- **MATERIALS PROVIDED**:
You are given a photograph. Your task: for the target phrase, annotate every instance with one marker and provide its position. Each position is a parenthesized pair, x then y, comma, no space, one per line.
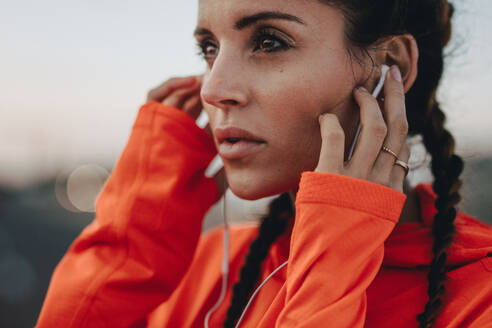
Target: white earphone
(213,168)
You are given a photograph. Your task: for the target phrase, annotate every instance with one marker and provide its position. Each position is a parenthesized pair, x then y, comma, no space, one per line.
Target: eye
(265,39)
(268,41)
(207,49)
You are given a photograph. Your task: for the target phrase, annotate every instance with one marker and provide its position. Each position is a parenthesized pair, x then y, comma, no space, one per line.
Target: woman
(359,248)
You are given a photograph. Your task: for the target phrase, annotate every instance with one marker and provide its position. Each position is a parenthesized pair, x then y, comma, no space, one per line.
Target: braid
(429,21)
(446,166)
(272,226)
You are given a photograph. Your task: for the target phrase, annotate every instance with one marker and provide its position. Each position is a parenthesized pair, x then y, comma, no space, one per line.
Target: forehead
(225,13)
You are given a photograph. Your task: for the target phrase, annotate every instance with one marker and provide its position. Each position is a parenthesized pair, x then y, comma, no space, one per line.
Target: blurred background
(72,77)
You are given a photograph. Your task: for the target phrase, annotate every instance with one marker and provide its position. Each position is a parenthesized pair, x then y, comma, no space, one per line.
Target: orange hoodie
(143,262)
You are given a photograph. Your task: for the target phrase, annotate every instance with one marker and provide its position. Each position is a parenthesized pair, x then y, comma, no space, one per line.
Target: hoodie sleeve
(336,249)
(147,224)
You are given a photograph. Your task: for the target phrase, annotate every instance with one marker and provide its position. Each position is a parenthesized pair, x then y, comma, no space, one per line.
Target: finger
(396,120)
(179,97)
(163,90)
(208,129)
(193,106)
(372,134)
(332,144)
(398,173)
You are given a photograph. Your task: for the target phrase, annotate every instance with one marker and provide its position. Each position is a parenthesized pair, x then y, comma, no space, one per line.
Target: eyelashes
(264,40)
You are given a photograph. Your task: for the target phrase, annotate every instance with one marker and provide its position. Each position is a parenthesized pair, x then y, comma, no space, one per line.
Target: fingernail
(395,73)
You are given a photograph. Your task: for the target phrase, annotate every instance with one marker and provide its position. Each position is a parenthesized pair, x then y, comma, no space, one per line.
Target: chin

- **YOUR INSTRUCTIONS**: Reproduce every record word for word. The copy must contain no pictures.

- **ANSWER TO THE TASK**:
You are given a photograph. Your task: for the target phrase, annotate every instance with one marker and provide its position. Each position is a parenthesized pair, x then y, comma, no space, one per line.
Target: white earphone
(213,168)
You are given a photograph. Your task: for the target phrase, annotate every instance with one marker and provide its position. Each position is a parenthesized pair, x then y, comma, no space, one per line.
Target: eye
(265,39)
(268,41)
(207,49)
You are given a photograph. Your task: for the target phrase, annotate every instance with one marker and provide its position. Each position is a parenthesized pair, x then y, comma, no space, one per line.
Target: woman
(359,248)
You are given a photograph. Your task: for the target phrase, annotate every instance with one marker and provide its position. Each position is a parenthesized pair, x then y, comma, no space, one per line.
Target: braid
(429,21)
(446,166)
(272,226)
You are given a photograph. Your task: for the target phrase, annotate every instance with one marker and provide its position. Each position is a parenthesized pair, x then y, comma, no space, one per line.
Target: forehead
(225,13)
You are given a photograph. Your task: for the target phrase, annotate every instance with one marker and provide its position. Each position is a parenthesized pair, x then y, comma, no space, one per line.
Target: blurred background
(72,77)
You are given a photograph. Your task: for the target phrase, annotate every instance with one marker and provide its position. Each position is a parenthesized pair, x then y, comma, no space, one per line.
Target: orange hoodie
(143,262)
You are given a photograph. Your task: for the target phrase, annotate every instance with one marker and provide its position. Each position is a parenthesized pair, x then y, comma, no space, one per line.
Target: hoodie sleeve
(336,249)
(147,224)
You are given a photograph. Your task: for the target phrase, annotate every instance with one marker and provide its position. Each position is a parenthesized pair, x then y, comma, no space, one per line.
Target: finger
(396,120)
(179,97)
(163,90)
(208,129)
(193,106)
(372,134)
(332,144)
(398,173)
You are given a photograph. Your task: for the target phrase, annotate every instance with one marker and provide its position. Each position is a parenthesized pair, x then y, comma, no space, one per line.
Target: eyelashes
(264,40)
You are given a photograph. Your task: for the target phrase, annotate every instance with one marker and provide its position. Each position is a parenthesized pair, x then y, comma, no space, one per line.
Target: fingernail
(395,73)
You are given a photograph. Your task: for the target phrase, annotate every instance with one marker and provide its position. Each position is a parenthesized pair, x then y, comma, no space, one per line.
Target: chin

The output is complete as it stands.